**USING THE INFORMATION**
**1)** In the text about Elgin, who nursed Prince Charles Edward Stuart back to health at Thunderton House?
**2)** From the text about Elgin, quote the passage starting with "Visitors to Elgin" and going on through "Culloden in 1746.".

**TEXT SEGMENT**
━━━━
At the rear of the garden is a floral representation of the rainbow seen by Noah after the flood, and, behind that, the dove sent out from the Ark rests on a trellis fence, which itself reflects the architecture of the cathedral. www.biblicalgardenelgin.com
Elgin Cathedral, founded in 1224, is the town’s best-known landmark. In 1390 Alexander Stewart, better known in Scottish history as the Wolf of Badenoch, sacked Elgin and burned its cathedral in revenge for being excommunicated by the Bishops of Moray and Ross for deserting his wife. He later did penance for his misdeeds, and when he died he was buried in Dunkeld Cathedral.
After the Scottish Reformation in 1560, the cathedral fell into disrepair, and before long the stone was being appropriated for local building work, and it was not until 1825 that the cathedral was taken over by the government. Restoration work continues to this day. www.historic-scotland.gov.uk
Another piece of medieval architecture, Panns Port, restored in 1857, is the only one of the four gateways into the cathedral precinct to survive. (Confusingly, the port in old Scots place names means gate, while gait or gate generally means street or way.)
Visitors to Elgin over the centuries, some more welcome than others, have included Edward I of England, the monarch known as the Hammer of the Scots, Dr. Johnson, the famous lexicographer, and Prince Charles Edward Stuart, Bonnie Prince Charlie, who spent time there before his defeat at the Battle of Culloden in 1746.
Dr. Johnson and his companion, James Boswell, found the food inedible, while the prince caught a fever. Charles was forced to stay at Thunderton House where he was nursed back to health by Mrs. Anderson, a fervent Jacobite who kept the sheets from his bed and was buried in them when she died. Thankfully, the modern visitor is likely to fare better in both hospitality and health.
The spacious town center houses St. Giles Church, which dates from 1827, and is probably Elgin’s best-known feature after the cathedral. There has been a church on this site since the 12th century. In front of St. Giles is the war memorial, remembering the townsfolk who lost their lives in the two World Wars, while the magnificent fountain occupies the site previously occupied by the tower of the old Tolbooth. Literally, where the tolls or taxes were collected, the tollbooth was the center of administration in Scottish burghs and often included a prison.
Other attractions for the tourist include Gordon & MacPhail, founded 1895, the world’s leading Scotch whisky specialists, famous for their portfolio of single malts and whiskies dating from 1936 to the present day, while those seeking to know more about the distilling process can visit the Glen Moray distillery just a few miles outside the town. www.gordonandmacphail.com and www.glenmoray.com
Another attraction is the internationally renowned Johnston’s of Elgin who have manufactured cashmere and other fine knitwear since 1797. www.johnstonscashmere.com
Elgin Museum, which boasts a widely known collection of fossils as well as many other fascinating displays, was one of the first custom-built museums in Scotland, and it is still independently run today. www.elginmuseum.org.uk
Some things you may not know about the town? Quarrie Wood was used for hunting and the name comes from the word quarrel, meaning a bolt shot from a crossbow, rather than the more conventional meaning of the word quarry as a place for mining stone.
The Muckle Spate (great flood) of 1829 saw 6–9 inches of rainfall in two days and resulted in Moray’s worst recorded flood.
Workmen restoring Greyfriars Church at the end of the 19th century found a mummified cat, now on display in the town museum, secreted within the walls. Live cats were often walled up in buildings in earlier times as this was thought to give effective protection from evil spirits.
━━━━
(Region pointing data)
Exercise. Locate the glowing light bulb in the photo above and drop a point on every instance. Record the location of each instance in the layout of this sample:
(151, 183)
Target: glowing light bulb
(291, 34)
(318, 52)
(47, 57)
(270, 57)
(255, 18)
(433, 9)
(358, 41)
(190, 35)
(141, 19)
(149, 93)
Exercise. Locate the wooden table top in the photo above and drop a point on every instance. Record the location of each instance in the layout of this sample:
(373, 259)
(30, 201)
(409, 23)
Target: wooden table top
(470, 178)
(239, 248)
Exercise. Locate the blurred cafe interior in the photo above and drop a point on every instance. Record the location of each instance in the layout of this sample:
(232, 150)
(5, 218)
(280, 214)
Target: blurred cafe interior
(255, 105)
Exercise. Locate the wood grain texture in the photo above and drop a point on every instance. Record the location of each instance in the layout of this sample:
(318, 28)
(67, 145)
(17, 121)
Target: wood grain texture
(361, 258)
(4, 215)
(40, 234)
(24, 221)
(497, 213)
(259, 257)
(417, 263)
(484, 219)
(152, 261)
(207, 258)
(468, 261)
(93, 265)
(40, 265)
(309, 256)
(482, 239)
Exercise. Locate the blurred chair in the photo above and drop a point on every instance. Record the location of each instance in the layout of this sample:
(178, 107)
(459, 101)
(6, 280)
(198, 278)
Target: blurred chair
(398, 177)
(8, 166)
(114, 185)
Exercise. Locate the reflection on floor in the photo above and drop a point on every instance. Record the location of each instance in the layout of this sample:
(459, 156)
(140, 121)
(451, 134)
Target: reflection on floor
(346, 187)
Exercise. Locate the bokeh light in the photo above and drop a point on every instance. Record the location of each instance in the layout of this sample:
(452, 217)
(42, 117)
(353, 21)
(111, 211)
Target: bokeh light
━━━━
**TASK SOLUTIONS**
**1)** Mrs. Anderson, a fervent Jacobite, nursed him back to health.

**2)**
Visitors to Elgin over the centuries, some more welcome than others, have included Edward I of England, the monarch known as the Hammer of the Scots, Dr. Johnson, the famous lexicographer, and Prince Charles Edward Stuart, Bonnie Prince Charlie, who spent time there before his defeat at the Battle of Culloden in 1746.